### Complete the following
[A] Translate this sentence from the passage on Armenian national character into Spanish: "Now, after Hitler, it has become more important than ever to look at the question of nationalism—of nationalistic contempt and nationalistic arrogance."
[B] Please extend the passage on Armenian national character, picking up after its final sentence.

It is upsetting to think that the world’s greatest literature has played its part in reinforcing this stereotype: of the Armenian as huckster, voluptuary, and bribe-taker.

Why has Russian literature been so eager to appeal to the barrack room? Why has it inculcated such mindless, chauvinistic hatred?

Now, after Hitler, it has become more important than ever to look at the question of nationalism—of nationalistic contempt and nationalistic arrogance.

What a distance there is between the caricature Armenians of these jokes and the thousands and thousands of real Armenian peasants, soldiers, scientists, doctors, and engineers—each with their own complexities and idiosyncrasies.

What is it that gathers the diversity of individuals into the unity of a national character?

For individuals, no matter how diverse they may be, all partake of a particular national character. In all these different people there exists some hint of a national character, some coloring with which it has endowed them.

I have spoken to hundreds of people, all with their own interests, passions, sorrows, and hopes, their own destiny, their own friends and enemies. What is there in common between the life and fate, the sorrows and hopes of an elderly shepherd living on the slopes of Mount Aragats, and the life and fate of a young graduate student, yearning for her boyfriend in Moscow, writing a thesis about eighteenth-century French literature and desperately wanting to buy a coat of artificial fur? But just as thousands of streams running through forests, mountain rocks, and desert sands, just as thousands of silent, thoughtful, roaring, foaming, transparent, and turbid streams can spring from the same underground source and contain the same minerals—so all these human characters and fates are united by thousands of years of Armenian history, by the tragedy that befell the Armenians in Turkey, by the longing every Armenian feels for the lands of Kars and Van.[9]

What constitutes the character of a nation is the character of many individual human beings; every national character is, in essence, simply human nature. All the world’s nations, therefore, have a great deal in common with one another.

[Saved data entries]
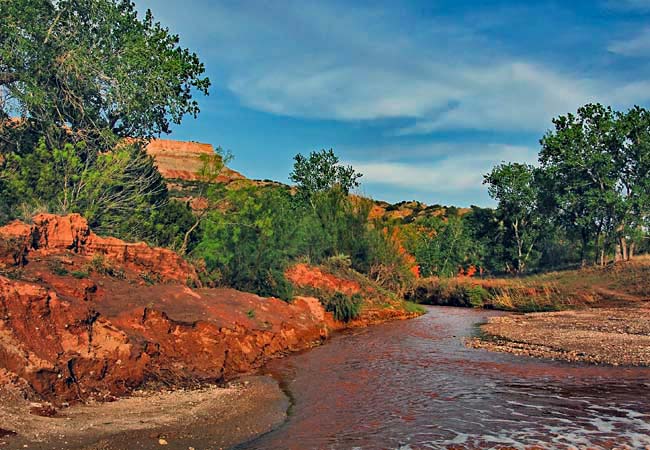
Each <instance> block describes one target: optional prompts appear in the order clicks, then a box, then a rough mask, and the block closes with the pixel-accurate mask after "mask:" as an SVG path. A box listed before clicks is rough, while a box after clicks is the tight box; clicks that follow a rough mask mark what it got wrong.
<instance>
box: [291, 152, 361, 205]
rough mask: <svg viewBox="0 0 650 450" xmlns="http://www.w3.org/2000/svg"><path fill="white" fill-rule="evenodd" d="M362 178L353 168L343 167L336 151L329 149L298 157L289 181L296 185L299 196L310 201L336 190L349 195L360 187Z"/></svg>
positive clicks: (295, 157)
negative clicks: (350, 192)
mask: <svg viewBox="0 0 650 450" xmlns="http://www.w3.org/2000/svg"><path fill="white" fill-rule="evenodd" d="M361 176H362V175H361V174H360V173H358V172H356V171H355V170H354V169H353V168H352V166H343V165H341V164H340V163H339V158H338V156H336V155H335V154H334V150H332V149H329V150H321V151H320V152H312V153H310V154H309V157H305V156H303V155H301V154H298V155H296V156H295V157H294V165H293V171H292V172H291V174H290V175H289V179H290V180H291V181H293V182H294V183H296V186H297V188H298V195H299V196H300V197H302V198H303V199H306V200H309V199H310V198H311V197H312V196H313V195H314V194H316V193H319V192H328V191H332V190H334V189H338V190H340V191H341V192H342V193H343V194H344V195H347V194H348V193H349V192H350V190H351V189H352V188H355V187H358V186H359V181H358V180H359V178H361Z"/></svg>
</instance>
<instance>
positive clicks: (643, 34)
mask: <svg viewBox="0 0 650 450" xmlns="http://www.w3.org/2000/svg"><path fill="white" fill-rule="evenodd" d="M648 4H649V5H650V2H648ZM607 49H608V50H609V51H610V52H612V53H617V54H619V55H624V56H648V55H650V28H645V29H644V30H642V31H641V32H640V33H638V34H637V35H635V36H634V37H631V38H629V39H627V40H620V41H616V42H613V43H611V44H610V45H609V46H608V47H607Z"/></svg>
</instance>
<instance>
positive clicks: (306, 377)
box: [237, 307, 650, 450]
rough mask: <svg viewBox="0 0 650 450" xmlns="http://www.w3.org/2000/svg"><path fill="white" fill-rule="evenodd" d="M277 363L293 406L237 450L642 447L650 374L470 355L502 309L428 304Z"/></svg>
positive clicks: (649, 422)
mask: <svg viewBox="0 0 650 450" xmlns="http://www.w3.org/2000/svg"><path fill="white" fill-rule="evenodd" d="M428 310H429V313H428V314H426V315H424V316H421V317H419V318H417V319H414V320H409V321H403V322H391V323H386V324H382V325H378V326H374V327H369V328H365V329H360V330H355V331H353V332H351V333H346V335H345V336H342V335H339V336H334V337H333V338H332V339H330V340H329V341H328V343H327V344H326V345H323V346H320V347H318V348H315V349H312V350H310V351H308V352H303V353H299V354H296V355H293V356H291V357H290V358H284V359H278V360H274V361H272V362H271V363H269V364H268V365H267V366H266V367H265V370H267V371H269V372H271V373H273V374H274V376H275V377H277V378H278V379H280V380H282V381H283V382H284V384H285V385H286V389H287V391H288V392H290V393H291V397H292V400H293V406H292V410H291V414H290V416H289V418H288V420H287V422H286V423H285V424H283V425H282V426H281V427H279V428H277V429H276V430H274V431H271V432H270V433H268V434H265V435H263V436H261V437H260V438H258V439H257V440H255V441H252V442H249V443H247V444H244V445H242V446H239V447H237V449H239V450H259V449H264V450H305V449H330V450H339V449H340V450H349V449H351V448H358V449H362V450H372V449H414V450H415V449H428V448H436V449H447V450H449V449H454V450H460V449H468V448H470V449H506V448H507V449H533V448H535V449H547V448H553V449H559V450H569V449H573V450H575V449H587V448H590V449H592V448H593V449H600V448H603V449H606V448H607V449H611V448H619V449H645V448H648V447H647V446H650V437H649V436H650V400H649V399H648V396H647V389H648V379H649V378H648V376H649V375H650V371H649V369H647V368H632V367H605V366H595V365H587V364H568V363H565V362H561V361H550V360H545V359H544V360H543V359H534V358H521V357H518V356H514V355H511V354H507V353H497V352H487V351H483V350H480V349H473V348H468V347H466V346H465V345H464V343H463V340H464V338H465V337H467V336H471V335H473V334H474V333H475V332H476V326H477V324H479V323H483V322H485V321H486V320H488V319H489V318H490V317H494V316H497V315H502V314H503V313H501V312H496V311H488V310H481V309H475V308H452V307H430V308H428Z"/></svg>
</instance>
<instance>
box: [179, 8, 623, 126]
mask: <svg viewBox="0 0 650 450" xmlns="http://www.w3.org/2000/svg"><path fill="white" fill-rule="evenodd" d="M181 14H182V13H181ZM193 14H194V12H193ZM403 14H406V13H402V15H400V10H397V9H392V8H390V7H385V8H383V9H382V8H376V9H372V8H361V7H354V6H350V5H349V4H347V3H345V4H336V3H312V2H301V3H294V2H291V1H289V2H277V3H275V2H274V3H263V4H254V3H247V2H243V3H241V4H239V3H229V2H226V3H225V4H224V3H217V4H214V5H213V4H210V6H209V7H208V8H206V11H202V14H201V15H199V16H197V17H193V21H192V22H193V23H194V24H195V25H196V28H197V30H201V33H203V34H202V36H201V37H200V39H202V40H204V41H208V40H209V42H210V48H211V52H213V53H214V55H215V57H218V58H219V59H221V60H222V61H223V62H224V63H225V65H226V66H227V69H225V73H224V76H225V83H226V85H227V87H228V89H229V90H231V91H232V92H233V93H234V94H235V95H237V96H238V97H239V99H240V100H241V102H242V103H243V104H245V105H246V106H248V107H250V108H253V109H257V110H261V111H266V112H270V113H274V114H281V115H286V116H291V117H301V118H313V119H333V120H340V121H365V120H376V119H386V118H400V119H410V120H411V121H412V124H411V125H410V126H407V127H403V128H401V129H396V130H393V133H394V134H427V133H430V132H432V131H436V130H453V129H476V130H503V131H507V130H519V131H535V132H539V131H540V130H543V129H544V127H546V126H547V124H548V123H549V120H550V118H551V117H553V116H555V115H557V114H560V113H565V112H567V111H570V110H574V109H575V108H576V107H577V106H579V105H580V104H582V103H585V102H587V101H593V100H601V101H607V97H606V96H605V95H603V94H602V93H605V92H610V91H611V89H612V86H610V85H608V84H607V83H604V82H598V81H595V80H591V79H585V78H584V77H581V76H579V75H575V74H572V73H570V72H566V71H562V70H558V69H557V68H554V67H552V66H549V65H548V64H545V63H544V62H540V61H531V60H526V59H524V58H521V57H511V56H509V54H508V52H506V51H502V50H500V49H499V48H500V47H499V45H498V43H496V42H490V40H489V39H488V38H487V37H486V36H483V35H481V34H480V32H479V31H476V30H475V28H472V27H471V26H469V25H468V24H462V23H460V24H458V23H456V22H454V23H452V22H450V21H448V20H447V19H445V18H443V17H436V16H434V17H432V18H427V19H426V20H425V19H416V18H414V17H403ZM197 21H198V23H197ZM208 23H209V24H211V25H209V26H208ZM408 27H412V28H413V29H409V30H408V31H409V33H406V30H407V28H408Z"/></svg>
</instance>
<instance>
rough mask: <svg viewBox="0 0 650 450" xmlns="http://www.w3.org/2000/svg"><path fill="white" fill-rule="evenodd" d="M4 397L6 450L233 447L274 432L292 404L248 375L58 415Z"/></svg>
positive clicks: (283, 393)
mask: <svg viewBox="0 0 650 450" xmlns="http://www.w3.org/2000/svg"><path fill="white" fill-rule="evenodd" d="M2 395H3V399H4V401H3V402H2V403H0V423H2V424H11V427H12V429H13V430H15V432H16V433H17V436H13V437H12V436H4V437H0V448H3V449H4V448H7V449H20V448H29V449H37V450H57V449H78V450H132V449H133V450H135V449H139V450H149V449H161V448H164V449H172V450H176V449H178V450H187V449H188V448H196V449H206V448H210V449H219V448H229V447H231V446H233V445H236V444H238V443H240V442H244V441H247V440H250V439H251V438H254V437H256V436H259V435H261V434H263V433H266V432H268V431H270V430H272V429H274V428H276V427H277V426H278V425H280V424H281V423H283V422H284V420H285V419H286V411H287V408H288V406H289V401H288V399H287V397H286V395H285V394H284V393H283V392H282V390H281V389H280V388H279V386H278V383H277V382H276V381H275V380H273V379H272V378H271V377H267V376H247V377H242V378H240V379H238V380H236V381H234V382H231V383H229V384H227V385H226V386H225V387H217V386H214V385H213V386H205V387H203V388H197V389H192V390H182V389H181V390H174V391H162V392H152V391H137V392H135V393H134V394H133V395H132V396H131V397H128V398H123V399H119V400H117V401H115V402H111V403H102V404H98V403H91V404H85V405H75V406H72V407H69V408H64V409H60V410H59V411H58V412H57V414H56V415H55V416H53V417H40V416H38V415H33V414H25V409H26V408H28V406H29V405H27V404H26V401H25V400H24V399H21V398H16V397H15V396H12V395H11V393H9V392H7V391H3V392H2ZM9 399H13V401H7V400H9Z"/></svg>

### Numbered responses
[A] Ahora, después de Hitler, se ha vuelto más importante que nunca examinar la cuestión del nacionalismo: del desprecio nacionalista y de la arrogancia nacionalista.

[B]
The foundation of any national character is human nature. A national character is simply a particular coloring taken on by human nature, a particular crystallization of it.

Communication between people of different nationalities enriches human society and makes it more colorful. But this process of enrichment cannot take place without freedom.

When people are free, communication between different nations is fruitful and beneficial.

Imagine our Russian intellectuals, the kind, merry, perceptive old women in our villages, our elderly workers, our young lads, our little girls being free to enter the melting pot of ordinary human intercourse with the people of North and South America, of China, France, India, Britain, and the Congo.

What a rich variety of customs, fashion, cuisine, and labor would then be revealed! What a wonderful human community would then come into being, emerging out of the many peculiarities of national characters and ways of life.

And the beggarliness, blindness, and inhumanity of narrow nationalism and hostility between states would be clearly demonstrated.

It is time we recognized that all men are brothers.

Reactionaries seek to excise and destroy the deepest and most essentially human aspects of a nation’s character; they promulgate its most inhuman and superficial aspects. They prefer the husk to the kernel.

When they promulgate nationalism, reactionaries try to destroy what people share at a deep level; they recognize only what people share at the most superficial level. Reactionaries worship what they see as the national type—and this worship of everything merely national fused with a contempt for more essential qualities is as absurd and ugly as the caricatures of Armenians that you hear in a Russian barrack room; it is the same phenomenon, with a plus sign instead of a minus sign.

Any struggle for national dignity and national freedom is first of all a struggle for human dignity and human freedom. Those who fight for true national freedom are fighting against mandatory typecasting, against a blind obsession with national character—whether characterized as positive or negative. The true champions of a nation’s freedom are those who reject the limitations of stereotypes and affirm the rich diversity of human nature to be found within this nation.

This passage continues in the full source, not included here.